WHAT IS EXPECTED:
Copy the following data word for word, reproducing every line.

Detection examples

______

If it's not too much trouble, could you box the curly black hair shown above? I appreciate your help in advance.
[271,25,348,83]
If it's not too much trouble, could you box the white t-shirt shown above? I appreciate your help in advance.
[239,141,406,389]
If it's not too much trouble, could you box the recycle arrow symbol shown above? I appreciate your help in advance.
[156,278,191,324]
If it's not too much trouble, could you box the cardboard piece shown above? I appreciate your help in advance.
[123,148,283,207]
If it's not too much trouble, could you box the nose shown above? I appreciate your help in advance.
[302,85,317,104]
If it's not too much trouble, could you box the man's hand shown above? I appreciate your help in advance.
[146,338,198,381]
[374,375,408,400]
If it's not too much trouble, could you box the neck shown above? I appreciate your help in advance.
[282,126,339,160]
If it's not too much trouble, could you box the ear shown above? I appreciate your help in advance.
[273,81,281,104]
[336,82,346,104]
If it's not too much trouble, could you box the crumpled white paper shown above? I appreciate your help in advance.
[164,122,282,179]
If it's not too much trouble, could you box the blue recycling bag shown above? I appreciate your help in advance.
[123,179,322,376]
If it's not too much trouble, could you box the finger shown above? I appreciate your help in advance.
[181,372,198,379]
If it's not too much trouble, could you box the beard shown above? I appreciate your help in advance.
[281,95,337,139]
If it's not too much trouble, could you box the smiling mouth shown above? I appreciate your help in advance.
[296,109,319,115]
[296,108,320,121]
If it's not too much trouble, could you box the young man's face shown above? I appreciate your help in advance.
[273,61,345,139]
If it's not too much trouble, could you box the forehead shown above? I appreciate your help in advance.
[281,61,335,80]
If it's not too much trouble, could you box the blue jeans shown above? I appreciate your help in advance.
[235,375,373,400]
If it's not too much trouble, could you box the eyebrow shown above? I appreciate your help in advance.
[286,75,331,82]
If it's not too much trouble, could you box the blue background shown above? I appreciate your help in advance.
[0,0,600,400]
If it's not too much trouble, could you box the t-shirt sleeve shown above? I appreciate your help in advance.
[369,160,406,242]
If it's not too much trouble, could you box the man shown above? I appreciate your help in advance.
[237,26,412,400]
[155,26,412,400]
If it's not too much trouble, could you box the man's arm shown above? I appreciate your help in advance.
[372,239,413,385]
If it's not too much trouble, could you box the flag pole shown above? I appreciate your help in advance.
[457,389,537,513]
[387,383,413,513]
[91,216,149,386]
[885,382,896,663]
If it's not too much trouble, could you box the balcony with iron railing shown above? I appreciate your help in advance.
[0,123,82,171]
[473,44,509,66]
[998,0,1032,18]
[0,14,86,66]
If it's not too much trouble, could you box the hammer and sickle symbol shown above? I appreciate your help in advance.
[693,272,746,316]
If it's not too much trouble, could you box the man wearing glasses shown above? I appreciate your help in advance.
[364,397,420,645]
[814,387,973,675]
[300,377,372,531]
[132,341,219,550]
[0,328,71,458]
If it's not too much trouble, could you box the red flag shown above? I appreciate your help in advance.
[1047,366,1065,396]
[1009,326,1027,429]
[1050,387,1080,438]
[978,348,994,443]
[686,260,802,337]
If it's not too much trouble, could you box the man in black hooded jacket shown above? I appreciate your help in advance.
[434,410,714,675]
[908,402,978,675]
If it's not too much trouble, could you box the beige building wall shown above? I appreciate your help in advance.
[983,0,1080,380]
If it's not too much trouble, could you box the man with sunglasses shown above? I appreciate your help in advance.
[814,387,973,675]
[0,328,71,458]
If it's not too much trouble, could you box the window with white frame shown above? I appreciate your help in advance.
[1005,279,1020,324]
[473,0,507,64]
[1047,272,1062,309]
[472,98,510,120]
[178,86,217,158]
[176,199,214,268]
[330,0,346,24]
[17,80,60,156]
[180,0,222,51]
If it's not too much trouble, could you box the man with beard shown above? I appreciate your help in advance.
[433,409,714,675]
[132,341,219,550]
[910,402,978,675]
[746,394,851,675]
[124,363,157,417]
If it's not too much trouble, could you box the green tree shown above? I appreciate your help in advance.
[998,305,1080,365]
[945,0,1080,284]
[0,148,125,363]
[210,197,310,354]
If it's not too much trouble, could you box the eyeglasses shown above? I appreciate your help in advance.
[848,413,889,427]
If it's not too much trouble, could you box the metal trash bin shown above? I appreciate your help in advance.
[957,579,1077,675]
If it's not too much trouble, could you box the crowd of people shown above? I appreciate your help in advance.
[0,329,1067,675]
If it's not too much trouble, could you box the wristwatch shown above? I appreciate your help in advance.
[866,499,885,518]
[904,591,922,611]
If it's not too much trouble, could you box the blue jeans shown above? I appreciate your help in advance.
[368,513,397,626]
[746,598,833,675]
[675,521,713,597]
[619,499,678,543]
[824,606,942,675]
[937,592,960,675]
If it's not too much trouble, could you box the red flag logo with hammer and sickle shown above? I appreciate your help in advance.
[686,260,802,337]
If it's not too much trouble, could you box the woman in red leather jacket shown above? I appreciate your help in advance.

______

PROBLEM SOLUTION:
If it's not too much trouble, could you box the curly black hair shown above? I appreciate your help in advance.
[271,25,348,83]
If it's not too much trouble, could you box the white t-shirt shown above? I appreciate your help in advance.
[239,141,406,389]
If it's not too much trouble, could you box the recycle arrow symbol shown above? I appreciate your help in advance.
[156,278,191,324]
If it's not too much trouble, could you box the cardboard piece shown above? I appreciate your help in advance.
[123,148,283,207]
If it's not too much trouble, could you box the nose shown above? I appreciate your help in advance.
[302,85,317,104]
If it's not too much trouble, could you box the man's hand shown above? I appreciate your help in advance.
[146,338,198,381]
[374,375,408,400]
If it's not too much trouble, could you box the neck shown above? I appreciate your help in advance.
[282,126,339,160]
If it's not too much trouble, could you box the ear shown above? I appreciate your help in advance.
[273,81,281,104]
[336,82,346,104]
If it's not too much trouble, could you box the crumpled white paper shown above? I appreciate your help in advance.
[164,122,282,179]
If it's not too much trouble, could you box the blue recycling bag shown above? I appreciate your help in advance.
[123,179,322,376]
If it's not too much trouble, could you box the finger shown above? I appreciate your help in advance.
[181,372,198,379]
If it's not too much trouble, could you box the beard shown above? I appreciate your help in advance.
[281,95,337,139]
If it's not too much trouble, could you box the smiling mouth shown above? I appreciate your help in advance.
[296,109,319,115]
[296,108,320,121]
If it's not too much trouble, could you box the young man's face shown above? I appreciate your help in advance.
[273,61,345,139]
If it's not too much trouble, could you box the forehead shown above? I appreciate your help in advance.
[281,61,335,80]
If it's not too much trouble, could you box the blue jeans shown above? I appreciate your help in advance.
[235,375,373,400]
If it's not too much trouble, could you box the eyebrow shown above? I appreciate your help in advance.
[286,75,331,82]
If it's not too much trouble, could you box the blue background shown above? I appreciate your help in advance.
[0,0,600,400]
If it's not too much trouble, could you box the t-shirt sleeve shown above? I appreciate your help in advance.
[369,160,406,242]
If it's not too much trouble, could you box the man shown above? I appreciate your help in advance.
[237,26,412,400]
[155,26,412,400]
If it's not too much trouble, could you box the man's arm shown above? I appreciate your help in advance.
[372,239,413,385]
If it's not too much trouble, could you box the flag pole shown above? I appreciate your help in advance.
[457,389,537,513]
[387,383,413,513]
[91,216,149,386]
[885,382,896,663]
If it's not too much trouble, could you box the balcony with iron railing shown above? I appreciate your help in advance.
[0,123,82,171]
[473,44,509,66]
[998,0,1032,18]
[0,14,86,66]
If it's not too much trouble, could you box the hammer and sickle symbol shown above? I appreciate your help in advance.
[693,272,746,316]
If it's not too much trouble, could you box the man wearing glasses shown above? I appreciate your help in advance.
[364,397,420,645]
[814,387,973,675]
[300,377,372,531]
[132,341,219,550]
[0,328,71,458]
If it's not too much trouble, could you box the red flag shown above? I appreciate your help in advance.
[1047,366,1065,396]
[1009,326,1027,429]
[1050,387,1080,438]
[978,348,994,443]
[686,260,802,337]
If it's not too much trouble, could you box the man in black hooded jacket shown above? I appreciate your help in advance.
[434,410,714,675]
[908,402,978,675]
If it's not too much trouble, could you box the beige building wall shown above? I appreciate your help in advance.
[983,0,1080,380]
If it's not too much trouble, could you box the man with sunglasses shown above? I appreciate your help in advance.
[814,387,973,675]
[0,328,71,458]
If it's not too much trouble, could you box the window with white frame shown above? I appreciate your help in advance.
[1005,279,1020,324]
[473,0,507,64]
[1047,272,1062,309]
[472,98,510,120]
[178,86,217,158]
[176,199,214,268]
[330,0,346,24]
[17,80,60,156]
[180,0,222,51]
If it's not too much trouble, could you box the man with beard shown above? I appreciate your help in advance.
[433,409,714,675]
[132,341,219,550]
[910,402,978,675]
[746,394,851,675]
[124,363,157,417]
If it's not too much trouble, could you box the green tree shown above? I appreciate your help in advance.
[998,305,1080,365]
[945,0,1080,284]
[0,148,125,363]
[210,197,310,354]
If it's not too much trouble, could you box the eyeglasses shown above? I appreciate your help in advance.
[848,413,889,427]
If it's not too much trouble, could you box the metal trash bin shown above? I appreciate your help in advance.
[957,579,1077,675]
If it's not too much trouble, could you box the crowd of people shown above? I appreciate your help in advance.
[0,329,1067,675]
If it's not too much trouble, could you box the wristwatch shown above? I appreciate your help in advance.
[866,499,885,518]
[904,591,922,611]
If it's not too much trouble, could you box the blue jeans shown above? I appreciate your help in advance.
[368,513,397,626]
[746,598,833,675]
[675,521,713,597]
[619,499,678,543]
[824,606,942,675]
[937,592,960,675]
If it's not too much trouble, could you box the red flag logo with hammer and sickle shown above? I appreciate your help in advance.
[686,260,802,337]
If it's not too much trouble, could you box the woman in red leather jacket shown above? I appreciate your help in advance.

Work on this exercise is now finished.